# Short exercise
Reproduce the entries below verbatim, omitting the pictures.

# Exercise input
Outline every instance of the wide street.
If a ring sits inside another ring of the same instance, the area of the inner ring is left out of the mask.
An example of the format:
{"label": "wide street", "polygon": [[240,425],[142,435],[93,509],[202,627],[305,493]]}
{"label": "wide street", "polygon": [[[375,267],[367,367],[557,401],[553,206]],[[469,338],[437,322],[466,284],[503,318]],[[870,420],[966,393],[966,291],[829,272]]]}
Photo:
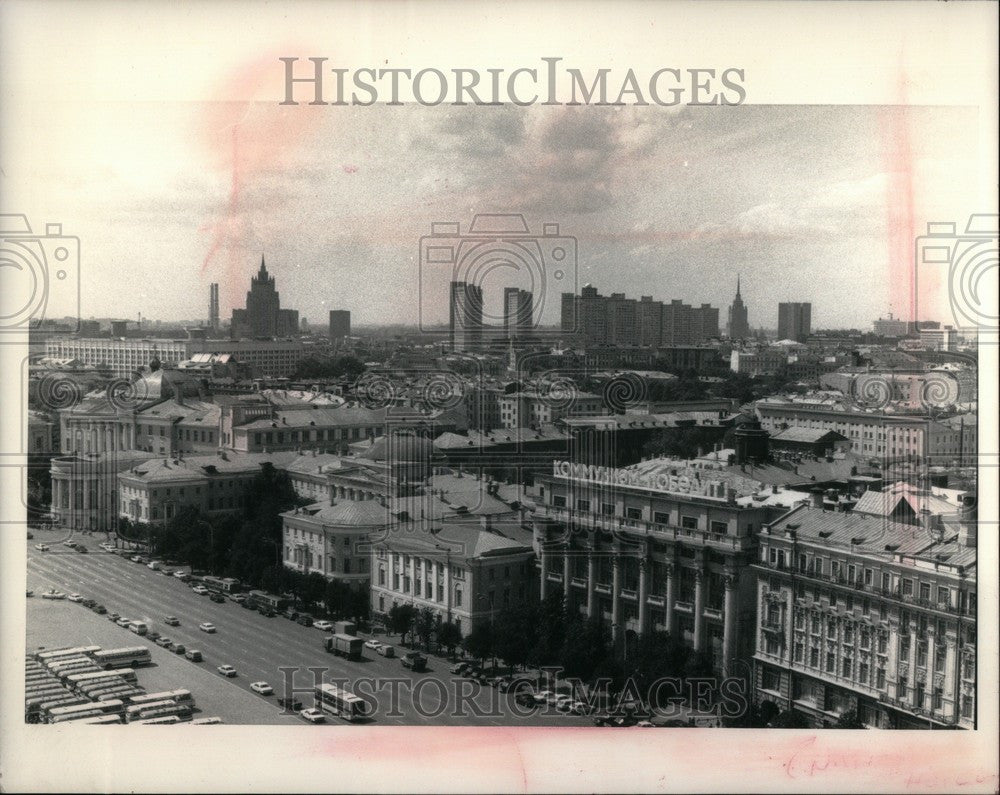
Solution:
{"label": "wide street", "polygon": [[[284,694],[286,681],[281,669],[296,669],[296,697],[312,706],[308,694],[314,674],[309,669],[318,668],[322,681],[346,682],[374,703],[371,722],[376,725],[592,725],[589,718],[551,708],[525,715],[524,708],[516,707],[507,694],[453,676],[447,661],[438,657],[430,656],[427,671],[419,674],[404,668],[398,658],[385,658],[368,648],[357,662],[336,657],[322,647],[325,633],[281,616],[265,618],[228,600],[212,602],[175,577],[102,551],[98,544],[103,536],[78,537],[89,549],[81,554],[58,543],[65,534],[33,532],[34,539],[28,542],[27,587],[35,596],[28,600],[26,648],[148,645],[156,668],[140,669],[139,683],[149,692],[190,689],[203,716],[218,715],[226,723],[301,723],[301,718],[282,714],[278,707],[276,699]],[[36,550],[39,542],[50,543],[50,551]],[[189,662],[79,604],[41,599],[42,591],[49,588],[79,593],[96,599],[109,613],[144,620],[150,629],[201,650],[204,662]],[[177,616],[181,625],[165,625],[167,615]],[[216,626],[215,634],[198,629],[206,621]],[[215,670],[222,664],[235,666],[239,675],[222,677]],[[260,680],[274,687],[274,696],[250,691],[250,683]]]}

# Exercise output
Outline every instance of the wide street.
If a ring sits inside another ring of the same instance, the area of the inner ring is left out of the mask.
An example of the format:
{"label": "wide street", "polygon": [[240,425],[142,435],[93,509],[202,627],[305,493]]}
{"label": "wide street", "polygon": [[[375,267],[367,367],[557,401],[553,206]],[[469,338],[437,322],[466,284],[503,318]],[[870,420],[966,393],[966,291],[829,272]]]}
Photo:
Solution:
{"label": "wide street", "polygon": [[[284,694],[286,681],[281,669],[296,669],[296,697],[312,706],[308,694],[314,674],[309,669],[318,668],[322,681],[346,682],[374,703],[371,722],[376,725],[592,725],[589,718],[551,708],[525,715],[524,708],[516,707],[507,694],[453,676],[447,661],[438,657],[430,656],[427,671],[419,674],[404,668],[398,658],[385,658],[368,648],[357,662],[336,657],[322,647],[325,633],[281,616],[265,618],[228,600],[212,602],[175,577],[102,551],[98,544],[103,536],[78,537],[89,549],[81,554],[58,543],[65,534],[33,532],[34,539],[28,542],[27,587],[35,596],[28,600],[26,648],[148,645],[156,668],[140,669],[139,683],[149,692],[190,689],[203,716],[218,715],[226,723],[301,723],[301,718],[282,714],[278,707],[276,699]],[[36,550],[39,542],[50,543],[50,551]],[[189,662],[79,604],[41,599],[42,591],[49,588],[79,593],[96,599],[109,613],[144,620],[150,629],[201,650],[204,662]],[[177,616],[181,625],[165,625],[167,615]],[[216,626],[215,634],[198,629],[206,621]],[[215,670],[222,664],[235,666],[239,675],[222,677]],[[260,680],[274,687],[274,696],[250,691],[250,683]]]}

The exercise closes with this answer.